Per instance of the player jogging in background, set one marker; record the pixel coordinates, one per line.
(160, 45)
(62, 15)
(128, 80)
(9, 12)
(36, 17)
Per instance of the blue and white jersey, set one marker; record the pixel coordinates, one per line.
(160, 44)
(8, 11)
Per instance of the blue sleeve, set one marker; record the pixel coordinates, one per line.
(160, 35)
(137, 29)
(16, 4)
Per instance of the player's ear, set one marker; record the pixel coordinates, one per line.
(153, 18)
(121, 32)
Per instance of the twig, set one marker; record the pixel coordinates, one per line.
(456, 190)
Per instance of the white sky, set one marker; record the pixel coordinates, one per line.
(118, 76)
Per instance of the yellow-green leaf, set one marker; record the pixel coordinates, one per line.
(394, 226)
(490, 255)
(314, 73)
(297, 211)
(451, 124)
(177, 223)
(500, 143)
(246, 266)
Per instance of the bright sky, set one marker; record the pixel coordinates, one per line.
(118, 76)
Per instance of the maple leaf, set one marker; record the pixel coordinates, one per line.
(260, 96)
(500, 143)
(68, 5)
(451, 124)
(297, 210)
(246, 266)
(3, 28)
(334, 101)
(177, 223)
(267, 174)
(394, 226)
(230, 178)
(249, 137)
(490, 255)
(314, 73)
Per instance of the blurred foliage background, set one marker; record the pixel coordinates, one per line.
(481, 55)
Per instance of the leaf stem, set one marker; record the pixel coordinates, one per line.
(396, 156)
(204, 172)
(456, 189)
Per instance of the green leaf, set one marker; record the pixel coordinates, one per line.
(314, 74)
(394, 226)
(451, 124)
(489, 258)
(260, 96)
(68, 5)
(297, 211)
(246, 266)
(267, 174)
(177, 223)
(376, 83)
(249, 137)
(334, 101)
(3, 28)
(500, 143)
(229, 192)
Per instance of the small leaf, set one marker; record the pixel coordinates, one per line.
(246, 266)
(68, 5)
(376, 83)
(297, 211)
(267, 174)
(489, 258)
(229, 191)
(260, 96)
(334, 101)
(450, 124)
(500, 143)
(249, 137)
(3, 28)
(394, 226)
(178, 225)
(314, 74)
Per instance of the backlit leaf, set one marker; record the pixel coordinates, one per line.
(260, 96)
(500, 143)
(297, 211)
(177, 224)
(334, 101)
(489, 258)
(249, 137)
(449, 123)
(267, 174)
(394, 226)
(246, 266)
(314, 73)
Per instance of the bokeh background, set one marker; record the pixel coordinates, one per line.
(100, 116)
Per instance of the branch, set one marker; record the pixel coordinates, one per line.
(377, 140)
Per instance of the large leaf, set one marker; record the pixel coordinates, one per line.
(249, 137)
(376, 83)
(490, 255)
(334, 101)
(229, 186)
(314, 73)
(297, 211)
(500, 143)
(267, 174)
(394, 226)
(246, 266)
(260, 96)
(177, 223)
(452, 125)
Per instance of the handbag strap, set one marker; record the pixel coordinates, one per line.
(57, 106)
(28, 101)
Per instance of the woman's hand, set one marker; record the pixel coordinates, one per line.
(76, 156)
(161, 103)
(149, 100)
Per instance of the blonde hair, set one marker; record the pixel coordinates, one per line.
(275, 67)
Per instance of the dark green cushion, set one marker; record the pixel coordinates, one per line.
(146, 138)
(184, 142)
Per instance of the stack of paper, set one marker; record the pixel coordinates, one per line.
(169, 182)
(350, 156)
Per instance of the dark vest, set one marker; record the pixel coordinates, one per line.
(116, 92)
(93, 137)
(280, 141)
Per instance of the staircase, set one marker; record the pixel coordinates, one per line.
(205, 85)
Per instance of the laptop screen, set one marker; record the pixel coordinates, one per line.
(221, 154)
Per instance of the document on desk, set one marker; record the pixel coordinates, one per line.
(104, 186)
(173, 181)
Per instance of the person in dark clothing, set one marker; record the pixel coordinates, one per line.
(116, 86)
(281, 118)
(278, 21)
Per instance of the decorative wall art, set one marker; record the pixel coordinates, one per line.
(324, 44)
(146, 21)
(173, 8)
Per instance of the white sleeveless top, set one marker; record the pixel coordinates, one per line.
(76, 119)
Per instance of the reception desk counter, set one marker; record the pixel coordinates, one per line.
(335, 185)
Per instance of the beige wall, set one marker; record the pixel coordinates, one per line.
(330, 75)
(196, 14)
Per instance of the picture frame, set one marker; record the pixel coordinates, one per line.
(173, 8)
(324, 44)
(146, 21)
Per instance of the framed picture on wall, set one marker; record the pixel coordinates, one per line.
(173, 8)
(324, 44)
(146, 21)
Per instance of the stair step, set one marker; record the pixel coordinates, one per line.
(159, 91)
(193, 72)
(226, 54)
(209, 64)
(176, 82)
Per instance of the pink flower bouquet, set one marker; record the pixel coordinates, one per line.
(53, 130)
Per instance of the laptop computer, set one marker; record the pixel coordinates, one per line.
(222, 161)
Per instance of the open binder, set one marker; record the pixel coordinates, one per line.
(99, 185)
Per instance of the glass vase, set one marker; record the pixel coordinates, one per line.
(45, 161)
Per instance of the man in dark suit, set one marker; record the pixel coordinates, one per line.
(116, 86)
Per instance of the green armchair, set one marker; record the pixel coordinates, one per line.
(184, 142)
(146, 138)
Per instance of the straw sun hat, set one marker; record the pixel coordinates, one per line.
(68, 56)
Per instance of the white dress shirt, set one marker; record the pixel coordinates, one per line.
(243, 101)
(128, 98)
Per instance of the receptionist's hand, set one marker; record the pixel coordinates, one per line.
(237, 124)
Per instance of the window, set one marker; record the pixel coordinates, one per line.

+--

## Job
Extract each entry in full, exactly as given.

## Problem solution
Per instance of the player jogging in background, set one marker; record the pixel coordinates, one per line.
(160, 45)
(62, 15)
(128, 80)
(9, 12)
(36, 17)
Per instance of the blue and white jersey, set one marker; record the pixel coordinates, one per line.
(160, 44)
(8, 11)
Per instance of the blue sleeve, set one marker; record the pixel coordinates, one per line.
(160, 35)
(137, 29)
(16, 4)
Per instance of the player's ear, set one marker; record the pixel coordinates, one per line.
(153, 18)
(121, 32)
Per instance of the twig, set one marker; record the pixel coordinates, one per line.
(456, 190)
Per instance of the white sky, set one marker; record the pixel coordinates, one per line.
(118, 76)
Per instance of the yellow-green leaf, set one marker; record the pixel coordinates, one per line.
(394, 226)
(490, 255)
(314, 73)
(297, 211)
(451, 124)
(177, 223)
(500, 143)
(246, 266)
Per instance of the bright sky, set one marker; record the pixel coordinates, one per line.
(118, 76)
Per instance of the maple leaf, set one marker; record the pixel coordinates, one per line.
(260, 96)
(500, 143)
(68, 5)
(451, 124)
(297, 210)
(246, 266)
(3, 28)
(334, 101)
(177, 223)
(267, 174)
(394, 226)
(230, 178)
(249, 137)
(490, 255)
(314, 73)
Per instance of the blurred foliage background, set one marker; record the pixel coordinates, one per line.
(481, 55)
Per instance of the leaf stem, set one marker; record the pixel coordinates, one per line.
(396, 156)
(204, 172)
(456, 189)
Per instance of the green leaf, set one marker; record the pixel coordinates, one per line.
(314, 74)
(394, 226)
(451, 124)
(489, 258)
(260, 96)
(68, 5)
(297, 211)
(246, 266)
(267, 174)
(177, 223)
(376, 83)
(249, 137)
(334, 101)
(3, 28)
(500, 143)
(229, 192)
Per instance of the small leaf, set one marker; record the pixel coordinates, one per line.
(246, 266)
(68, 5)
(376, 83)
(297, 211)
(267, 174)
(489, 258)
(229, 191)
(260, 96)
(334, 101)
(450, 124)
(500, 143)
(249, 137)
(3, 28)
(394, 226)
(178, 225)
(314, 74)
Per instance of the backlit leaf, set one marker; record the pixel coordinates, one per line.
(260, 96)
(500, 143)
(297, 211)
(177, 224)
(334, 101)
(489, 258)
(249, 137)
(449, 123)
(267, 174)
(394, 226)
(246, 266)
(314, 73)
Per instance of the bokeh background, set one marker; record the pixel coordinates, one per line.
(100, 116)
Per instance of the branch, set one marker; record the pixel coordinates, one per line.
(377, 140)
Per instance of the large leaf, set one marker; record the pixel coordinates, one per line.
(249, 137)
(376, 83)
(490, 255)
(334, 101)
(229, 186)
(314, 73)
(297, 211)
(500, 143)
(267, 174)
(394, 226)
(246, 266)
(260, 96)
(177, 223)
(452, 125)
Per instance of the handbag strap, set one marker; record the pixel coordinates, one per line.
(57, 106)
(28, 101)
Per instance of the woman's hand, set one marker; record the pixel coordinates, one per line.
(76, 156)
(161, 103)
(149, 100)
Per instance of the blonde hair, set one marker; record the pixel coordinates, one per line.
(275, 67)
Per instance of the dark green cushion, set one marker; record the pixel coordinates, one per line.
(146, 138)
(184, 142)
Per instance of the stack of paper, set one marker; record the pixel coordinates, one per line.
(169, 182)
(350, 156)
Per instance of the dark vest, set one marker; record the pixel coordinates, one per line.
(116, 92)
(93, 137)
(280, 141)
Per instance of the staircase, set one marker; record the pixel coordinates, one per line.
(205, 85)
Per instance of the laptop screen, set one marker; record the pixel coordinates, one per line.
(221, 154)
Per instance of the document on desk, set one marker; record the pixel coordinates, one per line.
(104, 186)
(173, 181)
Per instance of the person in dark clothing, set one marker; record the pixel coordinates, one per line.
(116, 86)
(281, 118)
(278, 21)
Per instance of the decorative wall art, set one marker; record the pixel coordinates, one per line.
(324, 44)
(146, 21)
(173, 8)
Per instance of the white sleeveless top, set one marker; record the pixel coordinates, one per line.
(76, 119)
Per instance of the reception desk counter, set one marker; record the pixel coordinates, one per line.
(335, 185)
Per instance of the beige wall, set one marker; record the pixel coordinates, one per line.
(330, 75)
(196, 14)
Per instance of the picture frame, set one marker; record the pixel coordinates, one per line.
(173, 8)
(324, 44)
(146, 21)
Per instance of the framed picture on wall, set one marker; record the pixel coordinates, one per line.
(173, 8)
(324, 44)
(146, 21)
Per instance of the stair step, set one marker; record the pixel coordinates, one per line.
(159, 91)
(193, 72)
(226, 54)
(209, 64)
(176, 82)
Per instance of the pink flower bouquet, set one marker; record the pixel coordinates, one per line.
(53, 130)
Per instance of the laptop computer, set one marker; record the pixel coordinates, one per line.
(222, 161)
Per instance of the open binder, set one marker; record the pixel coordinates, one per line.
(99, 185)
Per instance of the glass vase, set one marker; record the pixel coordinates, one per line.
(45, 161)
Per instance of the man in dark suit, set one marker; record the pixel coordinates, one per line.
(116, 86)
Per instance of the green armchair, set one marker; record the pixel coordinates, one per line.
(184, 142)
(146, 138)
Per instance of the straw sun hat, set one marker; record the pixel coordinates, one per line.
(68, 56)
Per instance of the white dress shirt, set one marker; record the pixel coordinates, one per line.
(243, 101)
(128, 98)
Per instance of the receptionist's hand, set one marker; record the pixel coordinates, one per line.
(237, 124)
Per instance of the window, set one marker; record the pixel coordinates, one per line.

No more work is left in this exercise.